Exercise details: List every line from the entries below that contains the string "motorcycle".
─── Excerpted data ───
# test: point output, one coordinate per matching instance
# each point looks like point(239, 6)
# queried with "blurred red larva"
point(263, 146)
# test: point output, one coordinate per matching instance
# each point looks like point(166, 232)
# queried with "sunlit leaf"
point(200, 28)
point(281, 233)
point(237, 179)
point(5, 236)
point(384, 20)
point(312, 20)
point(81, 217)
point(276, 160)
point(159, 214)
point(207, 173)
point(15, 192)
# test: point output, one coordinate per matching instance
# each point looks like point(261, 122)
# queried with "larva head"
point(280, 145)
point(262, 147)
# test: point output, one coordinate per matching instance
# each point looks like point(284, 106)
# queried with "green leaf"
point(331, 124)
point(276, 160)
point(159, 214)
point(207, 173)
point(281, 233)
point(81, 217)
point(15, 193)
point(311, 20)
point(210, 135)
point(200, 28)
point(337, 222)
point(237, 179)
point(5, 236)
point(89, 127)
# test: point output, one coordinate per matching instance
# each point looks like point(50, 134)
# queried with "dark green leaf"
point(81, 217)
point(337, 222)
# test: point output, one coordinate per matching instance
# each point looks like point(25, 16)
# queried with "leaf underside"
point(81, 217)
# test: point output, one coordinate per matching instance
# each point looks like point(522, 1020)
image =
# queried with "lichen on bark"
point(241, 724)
───
─── Excerpted data ───
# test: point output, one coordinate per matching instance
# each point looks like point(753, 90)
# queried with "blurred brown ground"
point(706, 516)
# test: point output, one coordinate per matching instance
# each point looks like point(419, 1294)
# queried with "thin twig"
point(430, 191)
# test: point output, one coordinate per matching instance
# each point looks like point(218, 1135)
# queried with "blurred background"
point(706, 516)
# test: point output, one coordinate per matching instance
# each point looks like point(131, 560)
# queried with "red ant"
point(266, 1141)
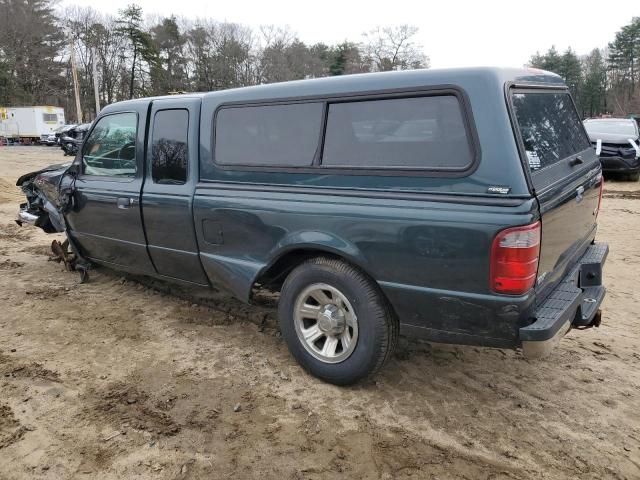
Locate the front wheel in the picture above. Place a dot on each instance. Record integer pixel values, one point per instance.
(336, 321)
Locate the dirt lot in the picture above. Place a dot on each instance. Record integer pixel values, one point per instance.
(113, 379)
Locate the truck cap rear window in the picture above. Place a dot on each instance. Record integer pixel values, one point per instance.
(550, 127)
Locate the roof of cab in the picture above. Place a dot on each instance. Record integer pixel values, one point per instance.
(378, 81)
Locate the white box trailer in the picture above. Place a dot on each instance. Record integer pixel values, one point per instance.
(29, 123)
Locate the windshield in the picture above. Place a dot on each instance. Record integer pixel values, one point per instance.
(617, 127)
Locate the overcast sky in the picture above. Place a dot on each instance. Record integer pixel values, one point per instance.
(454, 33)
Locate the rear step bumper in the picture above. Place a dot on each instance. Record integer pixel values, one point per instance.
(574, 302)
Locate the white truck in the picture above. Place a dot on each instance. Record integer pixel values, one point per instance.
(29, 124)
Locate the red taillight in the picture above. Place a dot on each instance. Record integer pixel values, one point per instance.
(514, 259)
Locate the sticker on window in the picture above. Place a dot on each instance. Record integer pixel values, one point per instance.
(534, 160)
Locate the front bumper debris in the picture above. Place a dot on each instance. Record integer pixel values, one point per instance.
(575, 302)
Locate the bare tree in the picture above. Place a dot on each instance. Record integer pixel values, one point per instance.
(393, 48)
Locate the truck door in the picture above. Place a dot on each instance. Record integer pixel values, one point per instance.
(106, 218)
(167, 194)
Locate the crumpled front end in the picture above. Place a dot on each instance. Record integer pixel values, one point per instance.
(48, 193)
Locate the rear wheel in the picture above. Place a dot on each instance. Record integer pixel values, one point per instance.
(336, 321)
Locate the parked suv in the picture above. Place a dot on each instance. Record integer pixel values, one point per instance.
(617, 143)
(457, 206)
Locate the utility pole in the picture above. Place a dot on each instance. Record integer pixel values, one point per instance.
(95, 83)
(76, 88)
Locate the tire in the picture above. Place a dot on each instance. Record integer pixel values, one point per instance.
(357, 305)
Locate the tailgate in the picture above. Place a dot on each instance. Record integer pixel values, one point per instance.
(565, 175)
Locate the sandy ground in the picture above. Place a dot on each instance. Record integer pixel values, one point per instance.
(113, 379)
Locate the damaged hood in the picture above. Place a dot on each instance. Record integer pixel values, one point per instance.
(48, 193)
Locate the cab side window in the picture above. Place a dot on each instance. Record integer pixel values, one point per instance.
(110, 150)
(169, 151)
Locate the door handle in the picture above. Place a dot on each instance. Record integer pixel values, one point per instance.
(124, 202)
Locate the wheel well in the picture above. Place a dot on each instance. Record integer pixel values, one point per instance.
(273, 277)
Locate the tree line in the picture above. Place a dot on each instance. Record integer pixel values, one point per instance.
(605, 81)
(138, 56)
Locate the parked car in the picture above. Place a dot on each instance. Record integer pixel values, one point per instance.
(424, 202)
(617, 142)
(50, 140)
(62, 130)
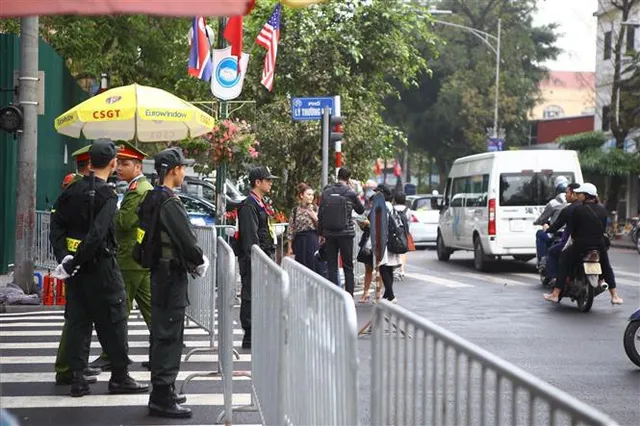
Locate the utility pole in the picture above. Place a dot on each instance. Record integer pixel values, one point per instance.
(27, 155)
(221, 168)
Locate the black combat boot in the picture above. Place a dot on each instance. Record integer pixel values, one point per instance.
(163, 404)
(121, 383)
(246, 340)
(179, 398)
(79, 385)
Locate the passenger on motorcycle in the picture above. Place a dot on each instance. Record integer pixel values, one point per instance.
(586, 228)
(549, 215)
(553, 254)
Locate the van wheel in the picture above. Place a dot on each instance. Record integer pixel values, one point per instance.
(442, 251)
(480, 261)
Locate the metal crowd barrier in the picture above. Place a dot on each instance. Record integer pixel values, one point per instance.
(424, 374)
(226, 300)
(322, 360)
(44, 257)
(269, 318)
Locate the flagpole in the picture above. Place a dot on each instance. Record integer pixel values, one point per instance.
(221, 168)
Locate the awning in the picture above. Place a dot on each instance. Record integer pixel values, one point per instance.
───
─── Excerpted data ───
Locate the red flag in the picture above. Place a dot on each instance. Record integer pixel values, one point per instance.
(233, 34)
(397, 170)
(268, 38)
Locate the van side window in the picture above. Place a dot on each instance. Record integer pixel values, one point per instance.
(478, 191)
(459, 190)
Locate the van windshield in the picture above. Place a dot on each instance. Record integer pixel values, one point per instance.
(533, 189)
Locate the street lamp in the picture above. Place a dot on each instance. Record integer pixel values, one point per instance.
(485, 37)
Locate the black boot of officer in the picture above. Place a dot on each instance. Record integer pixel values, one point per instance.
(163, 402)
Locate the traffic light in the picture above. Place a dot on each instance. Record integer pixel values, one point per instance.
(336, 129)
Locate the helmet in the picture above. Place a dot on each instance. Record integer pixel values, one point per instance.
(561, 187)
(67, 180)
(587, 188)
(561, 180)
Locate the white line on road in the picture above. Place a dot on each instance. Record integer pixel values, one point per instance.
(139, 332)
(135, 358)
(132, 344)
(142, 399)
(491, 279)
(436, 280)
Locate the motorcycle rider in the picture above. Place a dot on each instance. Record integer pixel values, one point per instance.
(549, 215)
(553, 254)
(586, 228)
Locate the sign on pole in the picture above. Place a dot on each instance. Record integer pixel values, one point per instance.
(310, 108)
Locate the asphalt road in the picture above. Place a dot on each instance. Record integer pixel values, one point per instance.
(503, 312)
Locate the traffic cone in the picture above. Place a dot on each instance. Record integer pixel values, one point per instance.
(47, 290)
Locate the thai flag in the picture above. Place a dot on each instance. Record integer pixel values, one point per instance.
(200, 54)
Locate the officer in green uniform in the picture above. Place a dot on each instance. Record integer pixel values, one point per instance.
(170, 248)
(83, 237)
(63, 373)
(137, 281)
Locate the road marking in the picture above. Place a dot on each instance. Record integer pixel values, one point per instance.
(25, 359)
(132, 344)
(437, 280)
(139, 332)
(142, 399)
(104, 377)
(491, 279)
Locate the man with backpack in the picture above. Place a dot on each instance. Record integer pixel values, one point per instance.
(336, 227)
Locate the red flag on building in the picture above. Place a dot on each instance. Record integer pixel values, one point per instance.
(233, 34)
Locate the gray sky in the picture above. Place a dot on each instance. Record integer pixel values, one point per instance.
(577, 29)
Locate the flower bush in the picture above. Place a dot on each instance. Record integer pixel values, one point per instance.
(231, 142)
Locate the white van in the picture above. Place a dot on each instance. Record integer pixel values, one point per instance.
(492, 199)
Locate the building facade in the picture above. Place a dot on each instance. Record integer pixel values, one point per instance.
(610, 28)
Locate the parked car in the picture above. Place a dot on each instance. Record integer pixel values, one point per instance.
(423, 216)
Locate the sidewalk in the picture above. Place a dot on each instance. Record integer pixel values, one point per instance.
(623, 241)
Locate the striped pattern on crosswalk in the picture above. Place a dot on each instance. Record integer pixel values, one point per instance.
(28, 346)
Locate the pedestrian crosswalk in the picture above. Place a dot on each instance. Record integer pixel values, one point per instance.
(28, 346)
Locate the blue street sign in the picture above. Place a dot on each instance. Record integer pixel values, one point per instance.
───
Complete response:
Locate the passenger on motorcycle in the picture above. Place a dot on each instance. Record integer pixel values, one point per instance.
Locate the motorcycle rider in the picture above. Place a dot on each instance. Record integer pixel values, one point per instance.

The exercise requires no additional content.